▶ LISTED RECORDS
=== Begin Enclosure ===

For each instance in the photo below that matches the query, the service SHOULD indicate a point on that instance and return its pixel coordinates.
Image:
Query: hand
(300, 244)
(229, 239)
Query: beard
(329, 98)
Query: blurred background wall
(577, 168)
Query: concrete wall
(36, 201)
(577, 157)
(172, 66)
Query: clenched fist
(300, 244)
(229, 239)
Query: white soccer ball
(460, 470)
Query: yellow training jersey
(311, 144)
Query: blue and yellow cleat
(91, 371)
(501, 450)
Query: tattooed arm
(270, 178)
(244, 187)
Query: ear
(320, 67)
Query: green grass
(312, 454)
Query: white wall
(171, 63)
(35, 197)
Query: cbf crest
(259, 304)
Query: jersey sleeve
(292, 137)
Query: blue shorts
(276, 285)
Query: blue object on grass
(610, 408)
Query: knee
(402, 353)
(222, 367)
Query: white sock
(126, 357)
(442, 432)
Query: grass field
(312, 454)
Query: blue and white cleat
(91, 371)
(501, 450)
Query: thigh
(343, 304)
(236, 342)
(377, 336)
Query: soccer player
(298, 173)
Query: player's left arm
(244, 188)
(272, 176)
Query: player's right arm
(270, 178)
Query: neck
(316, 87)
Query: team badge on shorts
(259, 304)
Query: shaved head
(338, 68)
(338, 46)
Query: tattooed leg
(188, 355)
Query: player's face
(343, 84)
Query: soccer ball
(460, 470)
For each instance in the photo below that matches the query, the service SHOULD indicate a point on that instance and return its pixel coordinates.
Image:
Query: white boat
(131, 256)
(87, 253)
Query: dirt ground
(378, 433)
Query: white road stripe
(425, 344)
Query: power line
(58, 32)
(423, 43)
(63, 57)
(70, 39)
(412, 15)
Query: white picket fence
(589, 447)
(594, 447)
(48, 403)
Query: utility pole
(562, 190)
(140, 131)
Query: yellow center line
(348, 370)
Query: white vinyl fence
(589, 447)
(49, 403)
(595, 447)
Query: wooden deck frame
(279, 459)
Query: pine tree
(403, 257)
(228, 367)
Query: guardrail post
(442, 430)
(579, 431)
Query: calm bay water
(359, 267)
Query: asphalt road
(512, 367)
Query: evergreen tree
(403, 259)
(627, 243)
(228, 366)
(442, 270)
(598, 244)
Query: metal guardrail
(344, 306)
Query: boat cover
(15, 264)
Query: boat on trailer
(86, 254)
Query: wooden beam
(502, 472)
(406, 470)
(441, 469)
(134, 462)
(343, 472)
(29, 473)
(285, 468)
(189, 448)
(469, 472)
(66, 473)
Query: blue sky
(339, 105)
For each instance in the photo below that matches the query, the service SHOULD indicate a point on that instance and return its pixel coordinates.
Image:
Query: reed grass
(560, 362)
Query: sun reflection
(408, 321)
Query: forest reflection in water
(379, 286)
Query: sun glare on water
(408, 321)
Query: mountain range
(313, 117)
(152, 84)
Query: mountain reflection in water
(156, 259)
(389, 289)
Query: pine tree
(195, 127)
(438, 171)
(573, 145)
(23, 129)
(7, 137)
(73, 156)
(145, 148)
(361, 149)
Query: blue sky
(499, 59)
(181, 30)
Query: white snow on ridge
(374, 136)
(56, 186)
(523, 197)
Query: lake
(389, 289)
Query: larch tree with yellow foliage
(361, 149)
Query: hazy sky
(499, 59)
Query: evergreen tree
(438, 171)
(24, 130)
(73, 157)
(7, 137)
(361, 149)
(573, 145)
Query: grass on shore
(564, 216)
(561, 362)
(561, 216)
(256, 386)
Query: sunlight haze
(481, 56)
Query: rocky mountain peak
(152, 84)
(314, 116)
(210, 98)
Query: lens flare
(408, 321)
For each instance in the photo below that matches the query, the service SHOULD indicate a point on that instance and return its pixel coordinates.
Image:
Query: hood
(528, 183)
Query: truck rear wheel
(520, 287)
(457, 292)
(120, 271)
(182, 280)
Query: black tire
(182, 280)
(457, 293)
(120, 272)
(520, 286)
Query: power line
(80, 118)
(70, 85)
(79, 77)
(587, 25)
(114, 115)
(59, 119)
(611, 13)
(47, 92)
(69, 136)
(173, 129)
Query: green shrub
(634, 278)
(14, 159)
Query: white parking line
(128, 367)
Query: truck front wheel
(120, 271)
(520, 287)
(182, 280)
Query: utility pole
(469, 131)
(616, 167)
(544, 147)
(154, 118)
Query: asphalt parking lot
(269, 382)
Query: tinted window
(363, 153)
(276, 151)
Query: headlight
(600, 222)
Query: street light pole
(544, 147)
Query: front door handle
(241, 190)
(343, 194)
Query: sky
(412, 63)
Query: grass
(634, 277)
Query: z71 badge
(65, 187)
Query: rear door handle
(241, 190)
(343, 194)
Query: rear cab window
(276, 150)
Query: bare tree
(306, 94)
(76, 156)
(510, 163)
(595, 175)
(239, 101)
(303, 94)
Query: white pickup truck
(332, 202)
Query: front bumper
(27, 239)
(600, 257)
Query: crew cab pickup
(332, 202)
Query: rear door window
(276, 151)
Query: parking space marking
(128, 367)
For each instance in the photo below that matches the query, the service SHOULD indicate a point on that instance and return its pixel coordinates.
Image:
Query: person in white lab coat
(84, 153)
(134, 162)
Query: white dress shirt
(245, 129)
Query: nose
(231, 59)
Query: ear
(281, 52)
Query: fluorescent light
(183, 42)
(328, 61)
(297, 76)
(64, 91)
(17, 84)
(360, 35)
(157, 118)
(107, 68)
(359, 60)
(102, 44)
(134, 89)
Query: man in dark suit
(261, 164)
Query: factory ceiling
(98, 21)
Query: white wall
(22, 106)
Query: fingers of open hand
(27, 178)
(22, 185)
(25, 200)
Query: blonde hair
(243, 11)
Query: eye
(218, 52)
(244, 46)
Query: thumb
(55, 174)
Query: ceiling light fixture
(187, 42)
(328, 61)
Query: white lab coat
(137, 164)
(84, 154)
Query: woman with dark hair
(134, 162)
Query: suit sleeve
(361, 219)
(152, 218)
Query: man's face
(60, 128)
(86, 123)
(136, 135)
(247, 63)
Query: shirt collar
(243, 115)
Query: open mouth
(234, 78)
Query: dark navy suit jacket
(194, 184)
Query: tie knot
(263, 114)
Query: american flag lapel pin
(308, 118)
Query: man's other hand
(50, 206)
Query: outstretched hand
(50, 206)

=== End Enclosure ===

▶ YOUR GOAL
From top to bottom, return the material above unchanged.

▶ FINAL ANSWER
For each instance in the photo below that matches the query, the service SHOULD indicate a point on that instance and return its pixel coordinates.
Image:
Query: hand
(300, 244)
(229, 239)
Query: beard
(329, 98)
Query: blurred background wall
(577, 168)
Query: concrete wall
(36, 201)
(577, 157)
(172, 66)
Query: clenched fist
(300, 244)
(229, 239)
Query: white soccer ball
(460, 470)
Query: yellow training jersey
(311, 144)
Query: blue and yellow cleat
(91, 371)
(501, 450)
Query: tattooed arm
(270, 178)
(244, 187)
Query: ear
(320, 67)
Query: green grass
(312, 454)
Query: white wall
(171, 63)
(35, 197)
Query: cbf crest
(259, 304)
Query: jersey sleeve
(292, 137)
Query: blue shorts
(276, 285)
Query: blue object on grass
(610, 408)
Query: knee
(402, 353)
(222, 367)
Query: white sock
(126, 357)
(442, 432)
Query: grass field
(312, 454)
Query: blue and white cleat
(91, 371)
(501, 450)
Query: thigh
(343, 304)
(236, 342)
(377, 336)
Query: soccer player
(298, 173)
Query: player's left arm
(244, 188)
(272, 176)
Query: player's right arm
(270, 178)
Query: neck
(316, 87)
Query: team badge on shorts
(259, 304)
Query: shaved head
(338, 68)
(338, 46)
Query: tattooed leg
(188, 355)
Query: player's face
(343, 84)
Query: soccer ball
(460, 470)
For each instance in the photo below that matches the query, the service SHOULD indicate a point on that instance and return its pixel coordinates.
Image:
Query: white boat
(131, 256)
(87, 253)
Query: dirt ground
(378, 433)
Query: white road stripe
(425, 344)
Query: power line
(58, 32)
(423, 43)
(63, 57)
(70, 39)
(412, 15)
Query: white picket fence
(589, 447)
(594, 447)
(48, 403)
Query: utility pole
(562, 190)
(140, 131)
Query: yellow center line
(348, 370)
Query: white vinyl fence
(589, 447)
(49, 403)
(595, 447)
Query: wooden deck frame
(279, 459)
Query: pine tree
(403, 257)
(228, 367)
Query: guardrail post
(442, 430)
(579, 431)
Query: calm bay water
(359, 267)
Query: asphalt road
(512, 367)
Query: evergreen tree
(403, 259)
(627, 243)
(228, 366)
(442, 270)
(598, 244)
Query: metal guardrail
(344, 306)
Query: boat cover
(15, 264)
Query: boat on trailer
(86, 254)
Query: wooden beam
(502, 472)
(406, 470)
(441, 469)
(134, 462)
(343, 472)
(29, 473)
(285, 468)
(189, 448)
(469, 472)
(66, 473)
Query: blue sky
(339, 105)
For each instance in the photo below that matches the query, the service SHOULD indicate a point on that instance and return its pixel coordinates.
Image:
Query: reed grass
(560, 362)
Query: sun reflection
(408, 321)
Query: forest reflection in water
(379, 286)
Query: sun glare on water
(408, 321)
Query: mountain range
(313, 117)
(152, 84)
Query: mountain reflection in water
(156, 259)
(389, 289)
Query: pine tree
(195, 127)
(438, 171)
(573, 145)
(23, 129)
(7, 137)
(73, 156)
(145, 148)
(361, 149)
Query: blue sky
(499, 59)
(181, 30)
Query: white snow on ridge
(374, 136)
(56, 186)
(523, 197)
Query: lake
(389, 289)
Query: larch tree with yellow foliage
(361, 149)
Query: hazy sky
(499, 59)
Query: evergreen tree
(438, 171)
(24, 130)
(73, 157)
(7, 137)
(361, 149)
(573, 145)
Query: grass on shore
(564, 216)
(561, 362)
(561, 216)
(256, 386)
Query: sunlight haze
(481, 56)
Query: rocky mountain peak
(152, 84)
(314, 116)
(210, 98)
Query: lens flare
(408, 321)
For each instance in the photo below that matches the query, the service SHOULD indicate a point on that instance and return its pixel coordinates.
Image:
Query: hood
(528, 183)
Query: truck rear wheel
(520, 287)
(457, 292)
(120, 271)
(182, 280)
Query: black tire
(182, 280)
(457, 293)
(120, 272)
(520, 286)
Query: power line
(80, 118)
(70, 85)
(79, 77)
(587, 25)
(114, 115)
(59, 119)
(611, 13)
(47, 92)
(69, 136)
(173, 129)
Query: green shrub
(634, 278)
(14, 159)
Query: white parking line
(128, 367)
Query: truck front wheel
(120, 271)
(520, 287)
(182, 280)
Query: utility pole
(469, 131)
(616, 167)
(544, 147)
(154, 118)
Query: asphalt parking lot
(269, 382)
Query: tinted window
(363, 153)
(276, 151)
Query: headlight
(600, 222)
Query: street light pole
(544, 147)
Query: front door handle
(241, 190)
(343, 194)
Query: sky
(412, 63)
Query: grass
(634, 277)
Query: z71 badge
(65, 187)
Query: rear door handle
(241, 190)
(343, 194)
Query: rear cab window
(276, 150)
Query: bare tree
(306, 94)
(76, 156)
(510, 163)
(595, 175)
(239, 101)
(303, 94)
Query: white pickup truck
(332, 202)
Query: front bumper
(27, 239)
(600, 257)
Query: crew cab pickup
(332, 202)
Query: rear door window
(276, 151)
Query: parking space marking
(128, 367)
For each instance in the photo below that matches the query, the service SHOULD indicate a point on that instance and return its pixel coordinates.
Image:
Query: person in white lab coat
(84, 153)
(134, 162)
Query: white dress shirt
(245, 129)
Query: nose
(231, 59)
Query: ear
(281, 52)
Query: fluorescent light
(183, 42)
(328, 61)
(297, 76)
(64, 91)
(17, 84)
(360, 35)
(157, 118)
(107, 68)
(359, 60)
(102, 44)
(134, 89)
Query: man in dark suit
(261, 164)
Query: factory ceiling
(98, 21)
Query: white wall
(22, 106)
Query: fingers of open hand
(27, 178)
(22, 185)
(25, 200)
Query: blonde hair
(243, 11)
Query: eye
(218, 52)
(244, 46)
Query: thumb
(55, 174)
Query: ceiling light fixture
(187, 42)
(328, 61)
Query: white lab coat
(137, 164)
(84, 154)
Query: woman with dark hair
(134, 162)
Query: suit sleeve
(361, 219)
(152, 218)
Query: man's face
(60, 128)
(86, 123)
(136, 135)
(247, 63)
Query: shirt collar
(243, 115)
Query: open mouth
(234, 78)
Query: dark navy suit jacket
(194, 184)
Query: tie knot
(263, 114)
Query: american flag lapel pin
(308, 118)
Query: man's other hand
(50, 206)
Query: outstretched hand
(50, 206)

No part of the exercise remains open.